■ **Problem statement**
Note every line in the entries that contains the string "interior", and copy it.

■ **Source records**
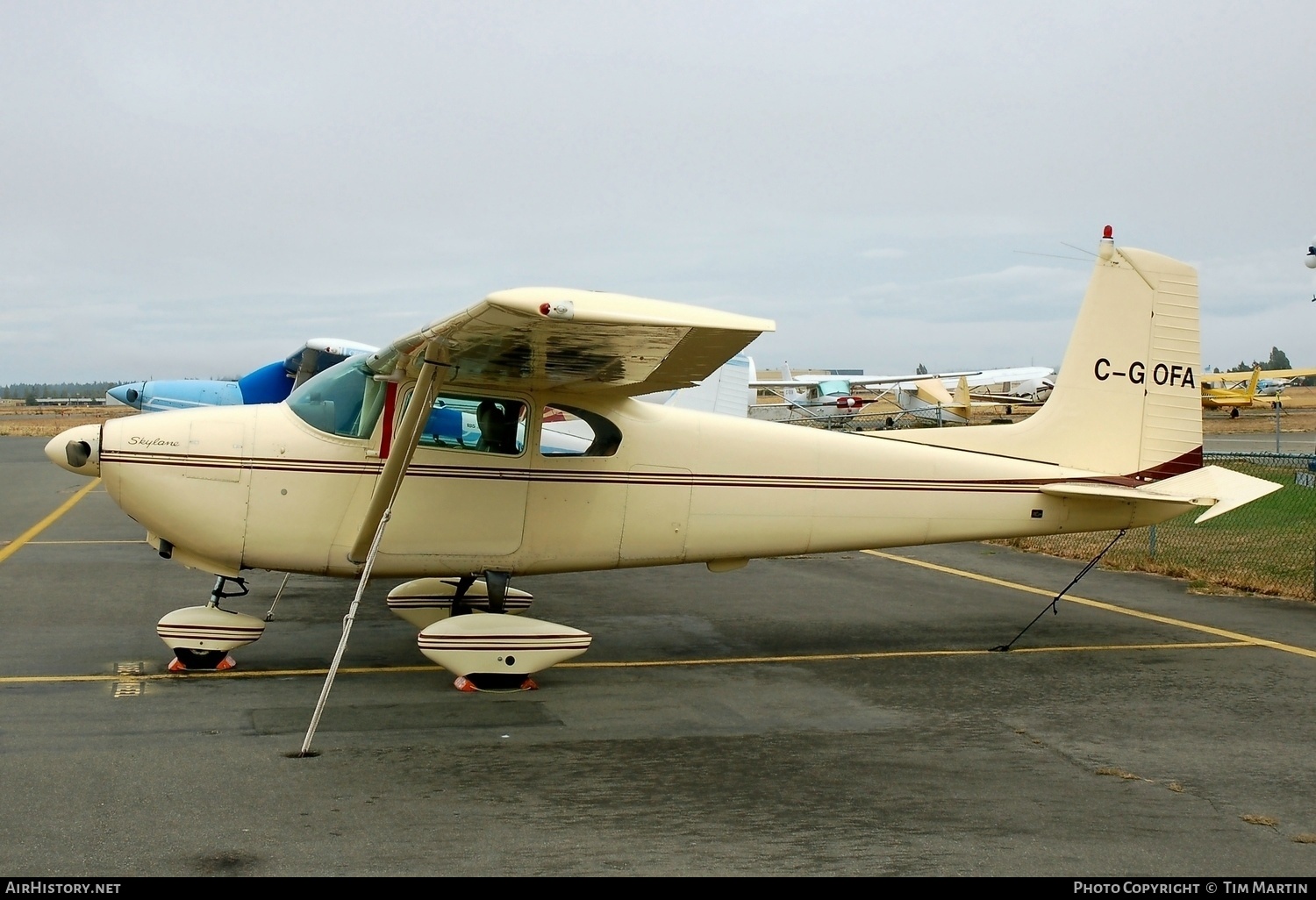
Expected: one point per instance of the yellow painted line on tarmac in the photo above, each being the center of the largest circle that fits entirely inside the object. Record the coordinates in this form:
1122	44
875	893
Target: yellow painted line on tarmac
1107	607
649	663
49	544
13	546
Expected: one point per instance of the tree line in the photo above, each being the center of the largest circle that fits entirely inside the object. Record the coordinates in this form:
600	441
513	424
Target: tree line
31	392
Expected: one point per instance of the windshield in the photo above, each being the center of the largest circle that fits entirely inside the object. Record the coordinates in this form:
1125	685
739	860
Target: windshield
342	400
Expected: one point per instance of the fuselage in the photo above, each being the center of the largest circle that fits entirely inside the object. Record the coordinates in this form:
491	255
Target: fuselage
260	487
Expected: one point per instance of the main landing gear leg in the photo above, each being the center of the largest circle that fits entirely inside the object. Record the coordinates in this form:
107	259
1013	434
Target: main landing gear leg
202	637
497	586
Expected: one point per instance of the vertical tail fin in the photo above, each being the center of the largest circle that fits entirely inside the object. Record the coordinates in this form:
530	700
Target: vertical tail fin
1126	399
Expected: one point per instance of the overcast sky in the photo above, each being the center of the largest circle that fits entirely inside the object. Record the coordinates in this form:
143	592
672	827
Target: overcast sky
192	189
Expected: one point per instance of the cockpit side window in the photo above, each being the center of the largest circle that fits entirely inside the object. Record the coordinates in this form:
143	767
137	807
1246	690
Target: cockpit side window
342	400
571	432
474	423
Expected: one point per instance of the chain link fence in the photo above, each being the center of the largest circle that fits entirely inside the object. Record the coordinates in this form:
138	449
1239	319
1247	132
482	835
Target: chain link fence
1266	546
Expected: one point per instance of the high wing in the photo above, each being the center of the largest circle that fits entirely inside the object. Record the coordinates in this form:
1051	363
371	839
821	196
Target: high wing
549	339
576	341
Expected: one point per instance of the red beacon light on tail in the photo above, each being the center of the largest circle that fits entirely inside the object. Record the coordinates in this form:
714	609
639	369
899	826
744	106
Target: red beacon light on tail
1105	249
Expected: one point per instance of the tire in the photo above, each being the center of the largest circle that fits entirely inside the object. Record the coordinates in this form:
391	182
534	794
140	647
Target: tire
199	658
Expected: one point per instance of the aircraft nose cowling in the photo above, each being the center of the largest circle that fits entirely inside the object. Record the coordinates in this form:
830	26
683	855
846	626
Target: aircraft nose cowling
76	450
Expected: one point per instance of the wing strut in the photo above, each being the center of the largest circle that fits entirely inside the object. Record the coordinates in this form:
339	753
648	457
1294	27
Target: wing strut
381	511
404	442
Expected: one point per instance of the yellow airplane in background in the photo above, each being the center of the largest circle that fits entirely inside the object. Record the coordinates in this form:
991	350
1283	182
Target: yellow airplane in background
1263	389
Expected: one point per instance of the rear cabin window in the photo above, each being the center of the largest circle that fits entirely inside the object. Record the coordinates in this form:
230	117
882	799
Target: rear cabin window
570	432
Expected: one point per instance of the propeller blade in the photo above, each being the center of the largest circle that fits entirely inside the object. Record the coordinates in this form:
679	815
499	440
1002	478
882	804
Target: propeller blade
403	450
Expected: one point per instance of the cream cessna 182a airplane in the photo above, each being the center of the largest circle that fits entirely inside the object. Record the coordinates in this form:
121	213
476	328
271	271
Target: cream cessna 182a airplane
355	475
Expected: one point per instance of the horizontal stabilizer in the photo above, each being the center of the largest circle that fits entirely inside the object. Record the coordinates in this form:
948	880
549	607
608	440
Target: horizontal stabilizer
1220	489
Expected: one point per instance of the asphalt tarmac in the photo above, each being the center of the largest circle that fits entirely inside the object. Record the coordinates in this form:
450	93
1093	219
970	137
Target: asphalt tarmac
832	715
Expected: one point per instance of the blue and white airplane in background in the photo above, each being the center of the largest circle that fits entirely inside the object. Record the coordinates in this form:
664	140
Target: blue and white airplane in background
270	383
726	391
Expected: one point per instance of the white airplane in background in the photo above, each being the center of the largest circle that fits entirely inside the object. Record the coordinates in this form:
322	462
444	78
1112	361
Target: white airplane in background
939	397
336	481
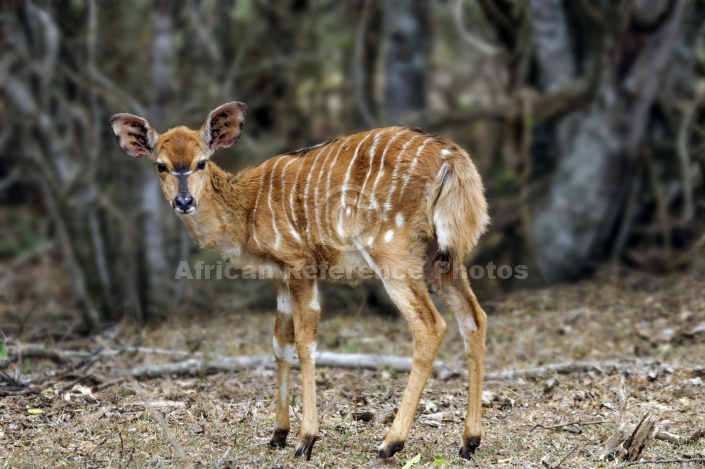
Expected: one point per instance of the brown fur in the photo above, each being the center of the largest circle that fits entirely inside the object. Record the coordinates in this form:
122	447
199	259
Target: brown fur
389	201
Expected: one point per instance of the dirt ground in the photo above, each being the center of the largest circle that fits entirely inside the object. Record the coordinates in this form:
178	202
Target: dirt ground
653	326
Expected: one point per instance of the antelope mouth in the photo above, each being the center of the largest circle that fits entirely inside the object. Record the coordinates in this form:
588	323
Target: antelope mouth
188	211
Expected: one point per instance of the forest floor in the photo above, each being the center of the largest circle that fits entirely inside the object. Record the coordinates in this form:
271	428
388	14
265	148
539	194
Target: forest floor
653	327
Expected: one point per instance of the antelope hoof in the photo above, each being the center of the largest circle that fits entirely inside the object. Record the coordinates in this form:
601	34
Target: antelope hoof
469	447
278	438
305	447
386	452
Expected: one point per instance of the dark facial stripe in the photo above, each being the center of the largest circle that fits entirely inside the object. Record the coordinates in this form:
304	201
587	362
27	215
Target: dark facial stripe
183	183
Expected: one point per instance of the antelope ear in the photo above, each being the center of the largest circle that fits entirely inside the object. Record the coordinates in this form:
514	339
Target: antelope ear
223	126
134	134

* * *

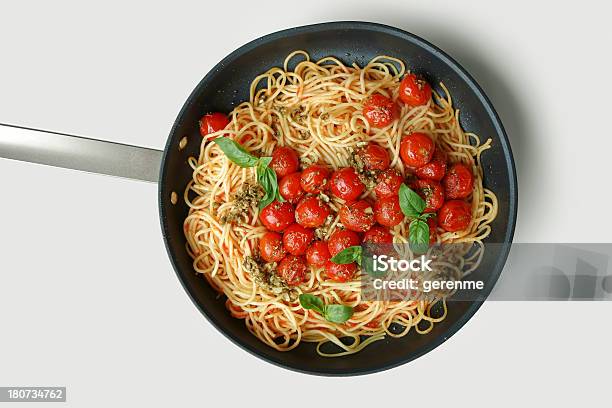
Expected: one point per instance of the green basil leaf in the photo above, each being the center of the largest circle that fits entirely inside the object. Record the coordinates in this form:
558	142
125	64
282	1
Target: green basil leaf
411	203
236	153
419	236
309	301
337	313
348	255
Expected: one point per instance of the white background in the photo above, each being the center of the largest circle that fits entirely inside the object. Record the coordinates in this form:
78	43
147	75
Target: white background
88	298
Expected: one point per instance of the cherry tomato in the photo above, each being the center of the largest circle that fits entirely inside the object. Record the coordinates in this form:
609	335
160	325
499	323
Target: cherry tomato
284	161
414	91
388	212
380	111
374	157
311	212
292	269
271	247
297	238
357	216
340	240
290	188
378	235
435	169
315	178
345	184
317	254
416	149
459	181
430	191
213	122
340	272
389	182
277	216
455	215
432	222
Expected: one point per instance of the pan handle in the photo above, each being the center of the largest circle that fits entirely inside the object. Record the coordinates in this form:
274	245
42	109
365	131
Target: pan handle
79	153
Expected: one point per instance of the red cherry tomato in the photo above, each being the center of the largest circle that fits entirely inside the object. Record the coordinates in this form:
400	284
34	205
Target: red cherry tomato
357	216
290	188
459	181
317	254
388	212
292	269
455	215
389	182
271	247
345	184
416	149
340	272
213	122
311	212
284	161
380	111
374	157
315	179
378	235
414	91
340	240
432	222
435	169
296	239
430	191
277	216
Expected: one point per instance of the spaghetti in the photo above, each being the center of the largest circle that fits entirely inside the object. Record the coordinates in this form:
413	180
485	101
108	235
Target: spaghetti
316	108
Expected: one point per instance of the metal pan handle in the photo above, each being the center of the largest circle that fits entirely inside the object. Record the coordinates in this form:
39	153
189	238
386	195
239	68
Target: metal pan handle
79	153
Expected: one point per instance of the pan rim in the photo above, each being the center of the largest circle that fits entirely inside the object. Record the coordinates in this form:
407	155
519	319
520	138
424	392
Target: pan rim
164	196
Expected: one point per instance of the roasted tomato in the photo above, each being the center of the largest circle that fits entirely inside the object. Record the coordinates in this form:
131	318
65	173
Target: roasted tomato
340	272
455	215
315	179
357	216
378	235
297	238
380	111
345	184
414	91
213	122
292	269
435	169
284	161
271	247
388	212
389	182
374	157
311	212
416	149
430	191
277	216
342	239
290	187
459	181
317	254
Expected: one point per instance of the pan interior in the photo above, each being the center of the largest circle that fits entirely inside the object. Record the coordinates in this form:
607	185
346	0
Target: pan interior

■ **Output of the exercise**
Expected: one point per instance of the pan interior in the photo above, each being the center of the largest circle that fits entirely inside the object. Record the coordinates in this form:
Target: pan interior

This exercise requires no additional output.